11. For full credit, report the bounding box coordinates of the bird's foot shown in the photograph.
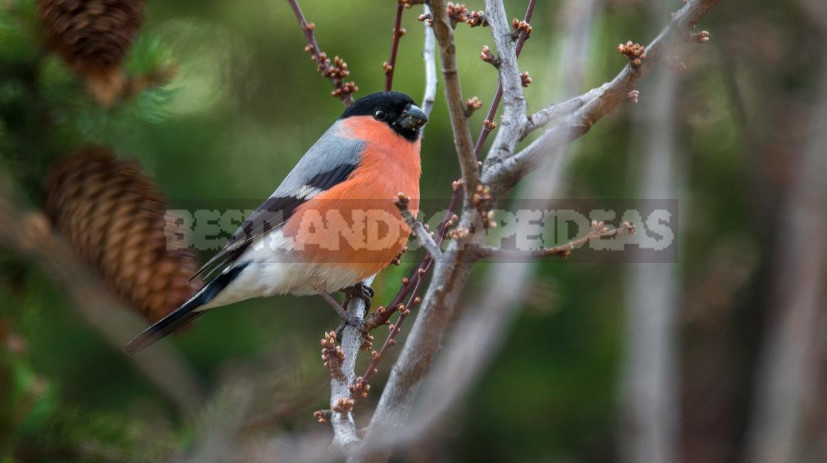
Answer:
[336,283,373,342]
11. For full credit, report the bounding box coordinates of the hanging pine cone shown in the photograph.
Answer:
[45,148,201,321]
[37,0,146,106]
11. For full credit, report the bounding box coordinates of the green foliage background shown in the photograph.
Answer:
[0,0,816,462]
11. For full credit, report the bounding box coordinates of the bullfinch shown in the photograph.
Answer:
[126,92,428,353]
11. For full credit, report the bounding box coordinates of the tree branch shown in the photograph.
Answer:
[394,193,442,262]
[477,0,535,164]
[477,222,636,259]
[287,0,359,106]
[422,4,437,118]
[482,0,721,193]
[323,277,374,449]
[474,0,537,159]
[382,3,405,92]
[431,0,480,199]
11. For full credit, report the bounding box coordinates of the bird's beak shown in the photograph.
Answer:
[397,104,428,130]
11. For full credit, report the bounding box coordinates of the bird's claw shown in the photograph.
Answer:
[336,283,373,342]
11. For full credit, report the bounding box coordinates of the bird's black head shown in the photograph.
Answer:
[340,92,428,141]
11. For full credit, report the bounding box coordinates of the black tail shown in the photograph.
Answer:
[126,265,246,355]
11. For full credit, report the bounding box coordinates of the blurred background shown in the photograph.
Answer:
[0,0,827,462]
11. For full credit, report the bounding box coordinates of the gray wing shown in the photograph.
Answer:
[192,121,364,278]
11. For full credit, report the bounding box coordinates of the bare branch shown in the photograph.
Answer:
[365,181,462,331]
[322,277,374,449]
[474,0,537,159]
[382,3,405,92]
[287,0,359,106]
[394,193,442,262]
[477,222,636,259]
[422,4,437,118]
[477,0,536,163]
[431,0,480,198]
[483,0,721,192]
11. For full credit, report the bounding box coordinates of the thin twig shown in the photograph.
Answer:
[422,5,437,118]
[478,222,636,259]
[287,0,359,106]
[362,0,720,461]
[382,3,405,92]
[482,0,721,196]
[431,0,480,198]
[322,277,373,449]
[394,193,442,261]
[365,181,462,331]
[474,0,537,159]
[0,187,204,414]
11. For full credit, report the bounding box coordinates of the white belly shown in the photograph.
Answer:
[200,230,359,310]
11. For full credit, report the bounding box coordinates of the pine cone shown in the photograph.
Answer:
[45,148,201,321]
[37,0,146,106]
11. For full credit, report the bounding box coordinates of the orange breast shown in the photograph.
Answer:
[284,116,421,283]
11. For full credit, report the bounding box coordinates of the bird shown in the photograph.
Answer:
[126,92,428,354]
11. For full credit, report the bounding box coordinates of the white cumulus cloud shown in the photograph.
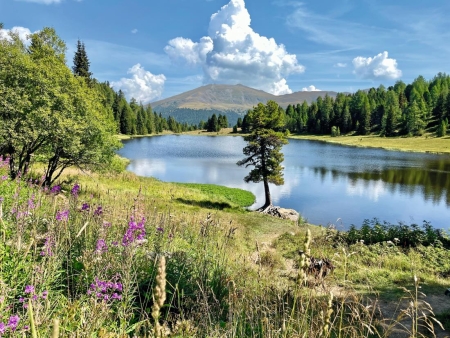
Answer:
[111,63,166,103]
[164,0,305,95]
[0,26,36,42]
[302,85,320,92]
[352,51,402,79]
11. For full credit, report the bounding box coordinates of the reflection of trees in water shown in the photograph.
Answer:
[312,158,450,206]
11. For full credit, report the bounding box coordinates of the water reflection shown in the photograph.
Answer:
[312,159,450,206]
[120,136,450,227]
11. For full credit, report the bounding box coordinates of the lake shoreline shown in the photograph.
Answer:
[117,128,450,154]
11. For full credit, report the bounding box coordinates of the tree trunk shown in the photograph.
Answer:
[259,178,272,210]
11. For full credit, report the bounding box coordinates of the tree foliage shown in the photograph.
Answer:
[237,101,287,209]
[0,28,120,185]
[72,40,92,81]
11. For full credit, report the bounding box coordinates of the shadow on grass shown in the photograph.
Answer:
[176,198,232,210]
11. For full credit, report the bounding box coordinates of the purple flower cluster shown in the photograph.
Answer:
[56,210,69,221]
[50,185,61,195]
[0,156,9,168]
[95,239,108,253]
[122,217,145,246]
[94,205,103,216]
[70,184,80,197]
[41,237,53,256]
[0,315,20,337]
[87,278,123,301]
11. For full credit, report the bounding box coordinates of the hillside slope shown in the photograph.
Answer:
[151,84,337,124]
******************************
_THE PROBLEM_
Copy all of the entries above word for word, but leave the pictures out.

_SOLUTION TO THE EXERCISE_
11. For full credit, report the bounding box coordinates of the bird's foot shown in the photograph.
Answer:
[336,283,373,342]
11. For full credit, report the bounding box coordinates of the hanging pine cone shown in the photograph.
Answer:
[45,148,201,321]
[37,0,146,106]
11. For full credit, report the bounding box coordinates of the green foliage background shown in the photograph.
Answer:
[0,0,816,462]
11. For full credit, report the bounding box coordinates of the bullfinch shown in the photograph.
Answer:
[126,92,428,353]
11. For full credit, report the bounding box coordinates of the tree branch shown in the photograph.
Answer:
[394,193,442,262]
[477,0,535,164]
[477,222,636,259]
[287,0,359,106]
[422,4,437,118]
[482,0,721,193]
[323,277,374,449]
[474,0,537,159]
[382,3,405,92]
[431,0,480,199]
11. For full credit, report the bounding box coordinates of the bird's beak shown in the photograph.
Answer:
[397,104,428,130]
11. For full credit, report the bounding box coordinates of the bird's claw shown in the photograph.
Answer:
[336,283,373,342]
11. For full credit, report the bounding box coordinates of the bird's black head shown in the photograph.
Answer:
[340,92,428,141]
11. For full credit, report the bounding box coordinates of the black tail shown in the photograph.
Answer:
[126,265,246,355]
11. For full credit, report the bounding box coordinates of the blurred background shown in the photograph.
Answer:
[0,0,827,462]
11. For full credit, report the bounding box coordinates of the gray wing shown in the photograph.
Answer:
[192,121,364,278]
11. For full credit, report the bounding box coordinates of the bare branch shown in the photograph.
Answer:
[365,181,462,331]
[322,277,374,449]
[474,0,537,159]
[382,3,405,92]
[287,0,359,106]
[394,193,442,262]
[477,222,636,259]
[422,4,437,118]
[477,0,536,163]
[431,0,480,198]
[483,0,721,192]
11. For full credit, report the bounding box coordinates of the thin twig shown in the photograph.
Answer:
[422,5,437,118]
[478,222,636,259]
[287,0,359,106]
[362,0,720,461]
[382,3,405,92]
[482,0,721,196]
[431,0,480,198]
[322,277,373,449]
[394,193,442,261]
[365,181,462,331]
[474,0,537,159]
[0,187,204,414]
11. For full credit, report the bounding box coordinates of the white belly shown in the photograph.
Answer:
[200,230,359,310]
11. For full credit, report the bounding box coordinates of the pine cone shown in the photograph.
Answer:
[45,148,201,321]
[37,0,146,106]
11. For full credit, report the bounding box coordinates of the orange breast shown in the photograph.
Answer:
[284,116,421,283]
11. For full credit, report the bounding box coordinates of the bird shown in the photograph.
Answer:
[126,92,428,354]
11. For full credit, report the bounding box coordinates of the white cumulus cloud shown in the photograph.
Answer:
[111,63,166,103]
[164,0,305,95]
[0,26,36,42]
[302,85,320,92]
[352,51,402,79]
11. For full credit, report the bounding box coordinates of the reflection of trees in water shown in the photograph.
Answer:
[312,158,450,206]
11. For full credit, report the bounding box coordinates of the water reflection shown in the photograph.
Answer:
[312,159,450,206]
[120,136,450,227]
11. For full credit, report the bounding box coordinates of the lake shoreline shown in the photograph.
Answer:
[117,128,450,154]
11. For full credit, report the bounding box coordinates of the tree trunk shown in the photograph.
Answer:
[259,178,272,210]
11. For full credit, report the bounding box coordinates of the tree foliage shown in the photograph.
Answer:
[237,101,287,209]
[0,28,120,185]
[72,40,92,81]
11. For full credit, report the bounding box coordinates of the shadow on grass shown in the photograph.
Answer:
[176,198,232,210]
11. For full credit, report the bounding box coordinates of the purple flower cluster shown in the photograph.
Answer:
[56,210,69,221]
[50,185,61,195]
[0,156,9,168]
[95,239,108,253]
[122,217,145,246]
[94,205,103,216]
[70,184,80,197]
[41,237,53,256]
[0,315,20,337]
[87,278,123,301]
11. For full credit, report the bounding box coordinates of the hillside slope shown in the photograph.
Answer:
[151,84,337,124]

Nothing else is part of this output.